* _課題一覧_:
**1.** 永田良介商店の歩みを記した資料本文で、西暦で書かれている年はどれですか。すべて挙げてください。
**2.** 永田良介商店の歩みを記した資料本文を、二文で要約してもらえますか。
**3.** 永田良介商店の歩みを記した資料本文を、最後の文の後から書き継いでください。

* _資料本文_:
------------------------------------------------
永田良介商店

Since 1872

1868年(慶応3)、神戸港開港。
20歳で岐阜県美濃から神戸へ出てきた永田良助は、居留地のイギリス商館で働きはじめました。
やがて、ここで身に付けた英語と西洋的な感性が、若い良助を新たな道へと導きます。

  • 新しい時代に夢を賭けて

    神戸港のメリケン波止場にワイマールの旗が立つと市が開かれる合図。居留地に住む多くの外国人が、神戸での任務を終え故郷に帰る際にこちらで使っていた家財道具を処分するために開催される市でした。すでに道具商を営んでいた永田良助は、その市で売れ残った家具類を一旦預かり、売れると上海銀行などを介して海外の客の元に振り込むという商いもしていました。神戸に住む外国人の間で良助は信頼に足る商売人という評判だったのでしょう。
    1872年(明治5)に道具商「永田良助商店」を神戸元町の裏通りに開業。店の看板には「西洋家具 いすていふる 修理」とありましたが、本格的に西洋家具の製作を売り物にしたのは、開業から5年後、工場の機能を整えた明治10年頃のことでした。 1883年(明治16)には三宮町3丁目の家具店4軒が並ぶ長屋に移転し、本格的な店を構え、西洋家具を製作する「永田良助商店」を開業しました。
    神戸家具の黎明期ともいえるこの頃、ノミとカンナで和船を造る船大工の技術が家具製作に通じるとされ、四国や播州赤穂の船大工が重宝されました。良助は妻・タネの播州赤穂の親戚の船大工たちを家具製作の職人として集めました。
    これらの永田の職人たちは、買い取った家具を再生して販売するにあたり、ばらしては組み立てて工程を研究し、面取りや彫刻を真似て技を磨いていきました。地道な努力は、いつの間にか本物をしのぐ良質の永田の家具へと結実。さらに永田良助商店では、家財道具全般を扱っていたことから、欧風の室内装飾の知識も蓄積されていきました。
------------------------------------------------
* _データ部分_:
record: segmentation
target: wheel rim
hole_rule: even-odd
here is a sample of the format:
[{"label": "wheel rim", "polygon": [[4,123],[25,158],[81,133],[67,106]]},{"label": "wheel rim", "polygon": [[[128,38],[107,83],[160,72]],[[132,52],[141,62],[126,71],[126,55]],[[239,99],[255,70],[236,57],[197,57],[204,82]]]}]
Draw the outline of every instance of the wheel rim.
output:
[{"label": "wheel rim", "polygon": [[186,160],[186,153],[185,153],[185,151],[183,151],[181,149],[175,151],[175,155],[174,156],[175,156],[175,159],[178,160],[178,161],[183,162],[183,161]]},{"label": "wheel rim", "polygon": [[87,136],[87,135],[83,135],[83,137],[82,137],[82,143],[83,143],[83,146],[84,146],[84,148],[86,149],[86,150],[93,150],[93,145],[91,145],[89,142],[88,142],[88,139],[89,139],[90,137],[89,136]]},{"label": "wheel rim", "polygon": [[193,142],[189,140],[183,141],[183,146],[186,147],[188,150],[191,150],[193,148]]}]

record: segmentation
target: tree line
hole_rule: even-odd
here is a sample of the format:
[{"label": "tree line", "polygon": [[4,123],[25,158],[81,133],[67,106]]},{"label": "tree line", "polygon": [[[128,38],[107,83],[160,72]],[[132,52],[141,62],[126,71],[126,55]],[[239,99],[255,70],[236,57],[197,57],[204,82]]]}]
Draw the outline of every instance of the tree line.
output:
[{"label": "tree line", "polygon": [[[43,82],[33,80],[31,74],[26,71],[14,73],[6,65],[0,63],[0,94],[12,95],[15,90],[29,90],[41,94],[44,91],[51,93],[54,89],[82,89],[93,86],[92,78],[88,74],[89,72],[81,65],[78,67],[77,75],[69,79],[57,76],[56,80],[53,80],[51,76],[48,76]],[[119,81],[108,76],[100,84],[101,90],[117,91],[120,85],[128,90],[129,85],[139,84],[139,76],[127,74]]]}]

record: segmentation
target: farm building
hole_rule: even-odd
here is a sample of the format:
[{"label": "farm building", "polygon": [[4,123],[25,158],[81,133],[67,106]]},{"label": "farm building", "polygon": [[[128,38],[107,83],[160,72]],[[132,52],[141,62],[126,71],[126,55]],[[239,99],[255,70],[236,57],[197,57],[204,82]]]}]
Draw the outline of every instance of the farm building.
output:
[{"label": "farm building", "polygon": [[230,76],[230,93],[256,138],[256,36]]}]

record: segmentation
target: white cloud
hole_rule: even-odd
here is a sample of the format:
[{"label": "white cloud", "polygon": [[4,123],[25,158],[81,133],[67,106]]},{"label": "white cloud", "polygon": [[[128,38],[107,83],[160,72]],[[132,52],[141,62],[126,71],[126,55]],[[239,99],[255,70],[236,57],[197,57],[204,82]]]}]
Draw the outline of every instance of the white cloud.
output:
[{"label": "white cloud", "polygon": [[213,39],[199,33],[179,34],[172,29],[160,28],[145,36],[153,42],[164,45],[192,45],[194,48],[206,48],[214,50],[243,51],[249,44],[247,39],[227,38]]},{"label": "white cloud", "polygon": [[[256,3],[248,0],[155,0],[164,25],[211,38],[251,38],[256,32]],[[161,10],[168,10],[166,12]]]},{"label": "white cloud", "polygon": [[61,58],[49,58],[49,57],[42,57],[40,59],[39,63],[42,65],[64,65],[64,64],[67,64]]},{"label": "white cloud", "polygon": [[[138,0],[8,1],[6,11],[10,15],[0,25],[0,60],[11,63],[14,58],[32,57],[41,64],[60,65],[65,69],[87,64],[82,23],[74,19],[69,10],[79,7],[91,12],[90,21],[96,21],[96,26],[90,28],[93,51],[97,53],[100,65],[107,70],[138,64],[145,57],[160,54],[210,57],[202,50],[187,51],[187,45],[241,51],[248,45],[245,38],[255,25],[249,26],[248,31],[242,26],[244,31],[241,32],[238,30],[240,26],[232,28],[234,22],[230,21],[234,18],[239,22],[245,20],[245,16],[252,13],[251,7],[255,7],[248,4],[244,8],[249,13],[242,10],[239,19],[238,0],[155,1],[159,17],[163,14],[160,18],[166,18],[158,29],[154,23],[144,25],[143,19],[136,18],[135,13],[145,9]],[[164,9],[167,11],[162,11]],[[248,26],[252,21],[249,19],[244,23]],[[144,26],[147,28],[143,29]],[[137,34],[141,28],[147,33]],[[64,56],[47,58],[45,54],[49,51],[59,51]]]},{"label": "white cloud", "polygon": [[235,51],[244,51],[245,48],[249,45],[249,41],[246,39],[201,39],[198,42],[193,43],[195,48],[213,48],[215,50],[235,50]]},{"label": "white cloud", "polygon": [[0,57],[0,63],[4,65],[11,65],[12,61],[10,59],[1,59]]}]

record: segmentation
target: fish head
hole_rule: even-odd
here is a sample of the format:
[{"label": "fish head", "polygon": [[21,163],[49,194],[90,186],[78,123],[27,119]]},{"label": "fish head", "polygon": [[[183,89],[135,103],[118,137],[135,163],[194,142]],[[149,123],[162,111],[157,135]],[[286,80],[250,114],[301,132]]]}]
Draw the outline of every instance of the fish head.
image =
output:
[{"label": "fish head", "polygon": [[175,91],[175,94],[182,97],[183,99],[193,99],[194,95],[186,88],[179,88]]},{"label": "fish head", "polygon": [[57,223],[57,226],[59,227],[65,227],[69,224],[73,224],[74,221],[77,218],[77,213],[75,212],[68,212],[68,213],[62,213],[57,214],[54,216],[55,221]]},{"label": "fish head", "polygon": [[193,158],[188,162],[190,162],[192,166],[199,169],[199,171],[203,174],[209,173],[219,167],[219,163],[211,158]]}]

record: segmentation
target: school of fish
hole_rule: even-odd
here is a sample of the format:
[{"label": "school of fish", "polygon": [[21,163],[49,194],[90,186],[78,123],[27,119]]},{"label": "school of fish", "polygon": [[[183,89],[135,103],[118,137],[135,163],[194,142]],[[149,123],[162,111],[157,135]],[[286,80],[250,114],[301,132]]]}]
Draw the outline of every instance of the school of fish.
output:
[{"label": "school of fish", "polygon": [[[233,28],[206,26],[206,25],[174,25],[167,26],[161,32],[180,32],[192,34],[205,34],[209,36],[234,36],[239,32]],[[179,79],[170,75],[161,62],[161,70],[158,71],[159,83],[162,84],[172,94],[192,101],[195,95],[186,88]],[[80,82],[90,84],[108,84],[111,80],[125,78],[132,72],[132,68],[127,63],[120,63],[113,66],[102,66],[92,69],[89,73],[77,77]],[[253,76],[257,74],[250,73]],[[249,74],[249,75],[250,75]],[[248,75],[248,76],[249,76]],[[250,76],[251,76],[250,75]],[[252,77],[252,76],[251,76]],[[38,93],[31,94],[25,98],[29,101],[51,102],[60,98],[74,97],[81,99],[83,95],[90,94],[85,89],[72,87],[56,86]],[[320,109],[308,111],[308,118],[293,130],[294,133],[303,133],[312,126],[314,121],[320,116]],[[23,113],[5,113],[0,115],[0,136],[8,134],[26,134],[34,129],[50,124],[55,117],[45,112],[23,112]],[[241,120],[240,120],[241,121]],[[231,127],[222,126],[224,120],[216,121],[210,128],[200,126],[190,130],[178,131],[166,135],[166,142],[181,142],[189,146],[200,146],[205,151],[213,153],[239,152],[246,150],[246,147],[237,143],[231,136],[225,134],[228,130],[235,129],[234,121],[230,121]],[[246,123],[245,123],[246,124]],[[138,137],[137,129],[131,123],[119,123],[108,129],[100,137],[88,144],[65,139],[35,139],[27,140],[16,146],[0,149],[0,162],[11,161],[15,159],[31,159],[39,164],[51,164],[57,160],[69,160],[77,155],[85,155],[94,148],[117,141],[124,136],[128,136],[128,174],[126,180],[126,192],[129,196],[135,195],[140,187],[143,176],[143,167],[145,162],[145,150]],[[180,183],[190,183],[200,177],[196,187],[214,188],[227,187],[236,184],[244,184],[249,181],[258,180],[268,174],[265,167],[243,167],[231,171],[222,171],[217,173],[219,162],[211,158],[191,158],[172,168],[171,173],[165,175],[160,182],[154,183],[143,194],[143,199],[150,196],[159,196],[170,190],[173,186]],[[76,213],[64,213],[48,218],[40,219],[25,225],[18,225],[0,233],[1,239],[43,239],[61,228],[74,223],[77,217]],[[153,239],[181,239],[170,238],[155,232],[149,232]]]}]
------------------------------------------------
* _解答_:
**1.** 1868年、1872年、1883年

**2.** 岐阜県美濃から神戸へ出た永田良助は、居留地のイギリス商館で働いた後、1872年に神戸元町の裏通りで道具商「永田良助商店」を開業しました。明治10年頃からは西洋家具の製作を本格的に売り物にし、妻・タネの播州赤穂の親戚の船大工たちを職人として集め、買い取った家具を研究して本物をしのぐ良質な家具を生み出しました。

**3.**
    やがて良助は自分の跡取りとして、信州長野出身で神戸の洋服店で職人をしていた飯島ちわきを見込み、1902年(明治35)、養女のトワ(タネの姪)の伴侶に迎えました。

    明治時代の居留地前海岸とメリケン波止場
    明治15年刊行「豪商神兵湊の魁」より西洋イスティフル家具製造所
    戦前まで使用していたロゴマーク(2代目良介のデザイン)
  • 永田良介商店の礎を築く

    1906年(明治39)に永田良介商店の前で撮影された集合写真には、イギリスに送られるカップボードや小椅子が写っています。当時ヨーロッパでもてはやされた多様な折衷様式で細部までつくり込まれた意匠が見られ、日本製の西洋家具が本場で信頼されるまでのレベルに達していたことが分かります。
    飯島ちわきは2代目永田良介となり、「永田良介商店」の経営者として初代が見込んだ才能を開花させていきます。 時代は大正に入り、造船ブームに目をつけた良介は、ベッドや鏡台だけでなく、カーテンや絨毯にまで至る洋船の内装業務を取り込むことに成功しました。
    4代目良一郎が祖母から聞かされた思い出話の中には、「おじいさん(良介)は、ヨーロッパの活動写真がくると雇っていた中国人の職人に弁当を持たせ、何回も観て家具を頭にたたきこんでこいと映画館に通わせた」とあり、良介が日頃から本物を学びとろうとした姿勢がうかがえます。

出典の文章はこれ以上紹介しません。